In dem sogenannten Fortschrittsbericht werden Rückschritte aufgelistet - bis
hin zur Unterminierung einer unabhängigen Justiz. Das "Zwischenzeugnis" hätte bis nach der Wahl zurückgehalten werden sollen.
In dem von der EU-Kommission bis nach der Wahl in der Türkei zurückgehaltenen Fortschrittsbericht werden laut einem Medienbericht schwere Vorwürfe gegen Ankara erhoben. Die Unabhängigkeit der Justiz und das Prinzip der Gewaltenteilung seien "wesentlich unterminiert" worden, zitiert die "Bild"-Zeitung am Samstag aus dem Zwischenzeugnis, das vermutlich nächste Woche veröffentlicht werden soll.
"Richter und Staatsanwälte sind starkem politischen Druck ausgesetzt gewesen", insgesamt habe sich die Situation des Rechtssystems "seit 2014 zurück entwickelt".
Auch was das Recht auf Meinungsfreiheit angehe, stelle die EU-Kommission schwere Defizite fest, schreibt die Zeitung weiter: "Die Anzahl von Verhaftungen, juristischen Verfolgungen, Fällen von Zensur und Kündigungen" habe sich dem Bericht zufolge erheblich erhöht. Gleichzeitig hätten die Behörden ihren "starken Druck auf die Medien beibehalten". Mehr als 20 Journalisten säßen in Gefängnissen.

*Aufgabe A:* Prüfen Sie, ob die Aussagen (i), (ii) und (iii) mit dem Text zum EU-Fortschrittsbericht übereinstimmen, und belegen Sie jedes Ja oder Nein mit den entscheidenden Worten des Textes als wörtlichem Zitat. (i) Laut dem Bericht sitzen mehr als 20 Journalisten in Gefängnissen. (ii) Die EU-Kommission hat den Fortschrittsbericht vor der Wahl in der Türkei veröffentlicht. (iii) Die Situation des Rechtssystems hat sich seit 2010 zurückentwickelt.
*Aufgabe B:* Geben Sie aus dem Text zum EU-Fortschrittsbericht den Abschnitt zwischen „In dem sogenannten“ und „zurückgehalten werden sollen.“ einschließlich wortgetreu aus.
Für die Arbeit mit dem Text sind die Zeilen ohne Belang.

*Datenauszüge:*
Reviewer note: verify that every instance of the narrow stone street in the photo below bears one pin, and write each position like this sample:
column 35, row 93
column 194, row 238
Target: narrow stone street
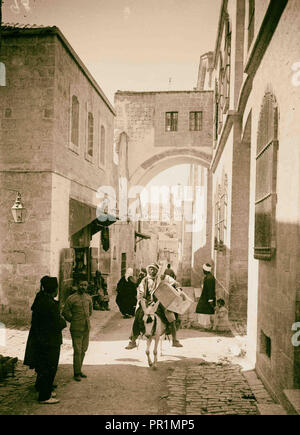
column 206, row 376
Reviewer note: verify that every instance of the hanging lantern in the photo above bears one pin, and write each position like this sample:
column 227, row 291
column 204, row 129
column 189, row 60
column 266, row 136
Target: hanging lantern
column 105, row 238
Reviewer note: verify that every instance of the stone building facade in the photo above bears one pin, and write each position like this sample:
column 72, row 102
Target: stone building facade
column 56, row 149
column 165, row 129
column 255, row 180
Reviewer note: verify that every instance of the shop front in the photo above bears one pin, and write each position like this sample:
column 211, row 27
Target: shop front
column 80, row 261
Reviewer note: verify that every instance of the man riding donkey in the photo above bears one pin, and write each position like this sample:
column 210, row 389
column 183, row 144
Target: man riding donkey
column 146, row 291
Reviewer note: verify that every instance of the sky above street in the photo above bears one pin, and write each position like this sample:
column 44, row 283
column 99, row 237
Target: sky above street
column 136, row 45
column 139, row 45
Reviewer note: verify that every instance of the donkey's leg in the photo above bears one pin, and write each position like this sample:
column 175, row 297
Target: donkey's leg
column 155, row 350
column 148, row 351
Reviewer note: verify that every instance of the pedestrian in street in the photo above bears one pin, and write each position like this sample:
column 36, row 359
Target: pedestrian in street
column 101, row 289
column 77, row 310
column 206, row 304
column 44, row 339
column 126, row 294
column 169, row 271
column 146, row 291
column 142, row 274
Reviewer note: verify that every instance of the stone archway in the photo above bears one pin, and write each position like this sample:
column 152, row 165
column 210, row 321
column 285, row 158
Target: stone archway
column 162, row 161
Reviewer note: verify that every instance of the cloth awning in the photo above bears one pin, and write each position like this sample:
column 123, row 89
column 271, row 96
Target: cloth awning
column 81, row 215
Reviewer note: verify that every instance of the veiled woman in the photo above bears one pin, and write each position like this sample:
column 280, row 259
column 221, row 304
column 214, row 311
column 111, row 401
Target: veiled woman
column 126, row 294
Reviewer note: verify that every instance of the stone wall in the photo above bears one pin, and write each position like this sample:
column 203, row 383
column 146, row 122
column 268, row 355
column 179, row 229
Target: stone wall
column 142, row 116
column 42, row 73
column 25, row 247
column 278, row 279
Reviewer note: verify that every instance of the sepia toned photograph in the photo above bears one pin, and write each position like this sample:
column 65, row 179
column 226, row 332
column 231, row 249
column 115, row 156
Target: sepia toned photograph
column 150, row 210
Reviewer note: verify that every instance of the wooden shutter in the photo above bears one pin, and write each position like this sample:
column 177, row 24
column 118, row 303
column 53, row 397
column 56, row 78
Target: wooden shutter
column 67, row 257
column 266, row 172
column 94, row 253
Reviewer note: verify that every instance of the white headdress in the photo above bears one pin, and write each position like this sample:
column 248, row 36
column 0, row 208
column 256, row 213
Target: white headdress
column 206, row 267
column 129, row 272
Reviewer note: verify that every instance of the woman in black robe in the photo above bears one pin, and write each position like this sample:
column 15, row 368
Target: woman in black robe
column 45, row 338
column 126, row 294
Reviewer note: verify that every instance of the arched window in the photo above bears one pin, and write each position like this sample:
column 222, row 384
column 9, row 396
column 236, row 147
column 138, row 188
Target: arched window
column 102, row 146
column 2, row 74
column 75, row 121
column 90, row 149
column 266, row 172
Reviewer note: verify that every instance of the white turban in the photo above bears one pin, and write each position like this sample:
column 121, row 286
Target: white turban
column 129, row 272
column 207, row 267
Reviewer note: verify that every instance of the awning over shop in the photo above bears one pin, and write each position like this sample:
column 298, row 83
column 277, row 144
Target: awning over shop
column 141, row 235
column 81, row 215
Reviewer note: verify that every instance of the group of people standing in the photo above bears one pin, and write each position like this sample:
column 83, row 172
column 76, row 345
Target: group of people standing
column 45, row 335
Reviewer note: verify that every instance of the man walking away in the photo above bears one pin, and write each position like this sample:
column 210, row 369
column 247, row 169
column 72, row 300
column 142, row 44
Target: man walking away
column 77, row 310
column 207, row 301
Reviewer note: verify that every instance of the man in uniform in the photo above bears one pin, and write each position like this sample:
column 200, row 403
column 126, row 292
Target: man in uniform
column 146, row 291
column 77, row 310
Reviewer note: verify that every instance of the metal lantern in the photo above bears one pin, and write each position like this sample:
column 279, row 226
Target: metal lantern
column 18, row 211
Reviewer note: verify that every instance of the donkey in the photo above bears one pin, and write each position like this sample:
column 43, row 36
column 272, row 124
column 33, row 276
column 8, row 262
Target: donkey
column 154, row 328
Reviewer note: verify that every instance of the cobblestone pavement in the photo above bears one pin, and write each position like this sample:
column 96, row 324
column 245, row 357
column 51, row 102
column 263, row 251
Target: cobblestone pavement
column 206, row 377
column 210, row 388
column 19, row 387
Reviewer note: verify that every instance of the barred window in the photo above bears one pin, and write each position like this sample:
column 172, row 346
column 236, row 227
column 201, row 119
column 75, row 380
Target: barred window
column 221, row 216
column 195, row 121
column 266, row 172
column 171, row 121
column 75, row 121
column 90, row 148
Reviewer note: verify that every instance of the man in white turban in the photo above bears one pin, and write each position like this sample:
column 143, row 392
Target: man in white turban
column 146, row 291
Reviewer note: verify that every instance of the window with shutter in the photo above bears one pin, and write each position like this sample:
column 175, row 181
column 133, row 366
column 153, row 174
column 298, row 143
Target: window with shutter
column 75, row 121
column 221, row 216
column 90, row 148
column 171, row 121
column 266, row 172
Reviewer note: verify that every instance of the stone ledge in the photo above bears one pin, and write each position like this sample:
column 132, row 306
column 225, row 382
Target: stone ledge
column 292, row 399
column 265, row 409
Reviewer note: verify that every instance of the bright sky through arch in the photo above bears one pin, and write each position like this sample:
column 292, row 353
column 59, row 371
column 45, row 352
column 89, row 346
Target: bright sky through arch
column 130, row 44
---
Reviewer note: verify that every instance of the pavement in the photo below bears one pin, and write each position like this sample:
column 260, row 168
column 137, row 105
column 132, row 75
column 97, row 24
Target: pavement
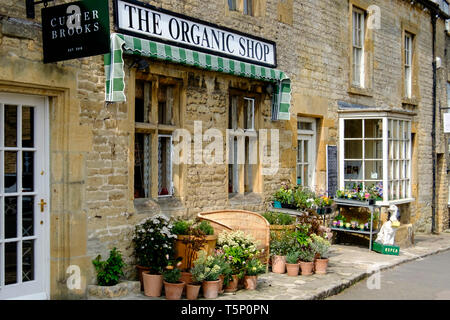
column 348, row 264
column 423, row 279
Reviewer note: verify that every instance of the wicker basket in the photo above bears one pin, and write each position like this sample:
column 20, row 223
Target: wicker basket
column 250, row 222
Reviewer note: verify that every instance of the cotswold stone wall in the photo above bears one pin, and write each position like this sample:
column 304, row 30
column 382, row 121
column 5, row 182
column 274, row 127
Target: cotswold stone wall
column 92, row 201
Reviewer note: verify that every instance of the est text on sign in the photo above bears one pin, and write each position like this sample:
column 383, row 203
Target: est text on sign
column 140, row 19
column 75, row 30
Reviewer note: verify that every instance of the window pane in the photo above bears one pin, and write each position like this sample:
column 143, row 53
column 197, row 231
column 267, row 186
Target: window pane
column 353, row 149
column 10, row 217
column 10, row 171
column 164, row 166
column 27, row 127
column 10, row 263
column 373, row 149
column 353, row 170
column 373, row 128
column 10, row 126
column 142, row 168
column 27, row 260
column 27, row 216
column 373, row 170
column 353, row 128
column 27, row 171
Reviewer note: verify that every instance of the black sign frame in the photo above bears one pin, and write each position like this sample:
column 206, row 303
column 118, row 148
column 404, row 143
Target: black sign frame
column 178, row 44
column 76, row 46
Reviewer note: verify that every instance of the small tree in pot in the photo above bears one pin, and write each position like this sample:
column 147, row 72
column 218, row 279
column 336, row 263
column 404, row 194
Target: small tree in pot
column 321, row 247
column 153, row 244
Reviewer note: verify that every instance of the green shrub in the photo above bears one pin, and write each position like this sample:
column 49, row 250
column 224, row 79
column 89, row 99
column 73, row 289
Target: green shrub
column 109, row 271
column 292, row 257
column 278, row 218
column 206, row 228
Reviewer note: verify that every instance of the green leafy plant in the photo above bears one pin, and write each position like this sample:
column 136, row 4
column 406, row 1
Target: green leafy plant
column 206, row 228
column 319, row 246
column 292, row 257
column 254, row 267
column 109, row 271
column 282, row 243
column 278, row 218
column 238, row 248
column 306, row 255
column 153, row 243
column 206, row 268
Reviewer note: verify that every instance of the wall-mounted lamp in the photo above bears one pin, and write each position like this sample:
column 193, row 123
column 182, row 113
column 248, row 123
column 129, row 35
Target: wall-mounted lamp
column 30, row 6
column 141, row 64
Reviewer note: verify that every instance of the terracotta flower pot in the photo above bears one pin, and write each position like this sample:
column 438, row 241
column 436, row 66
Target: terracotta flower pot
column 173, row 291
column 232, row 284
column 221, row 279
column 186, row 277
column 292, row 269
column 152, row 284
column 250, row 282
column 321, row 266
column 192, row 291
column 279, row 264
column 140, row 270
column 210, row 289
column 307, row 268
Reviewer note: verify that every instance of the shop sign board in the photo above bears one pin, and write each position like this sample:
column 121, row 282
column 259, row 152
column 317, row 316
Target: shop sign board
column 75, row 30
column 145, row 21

*Schriftliche Antwort A:*
(i) Ja: „Mehr als 20 Journalisten säßen in Gefängnissen.“
(ii) Nein: „In dem von der EU-Kommission bis nach der Wahl in der Türkei zurückgehaltenen Fortschrittsbericht“
(iii) Nein: „seit 2014 zurück entwickelt“

*Schriftliche Antwort B:*
In dem sogenannten Fortschrittsbericht werden Rückschritte aufgelistet - bis
hin zur Unterminierung einer unabhängigen Justiz. Das "Zwischenzeugnis" hätte bis nach der Wahl zurückgehalten werden sollen.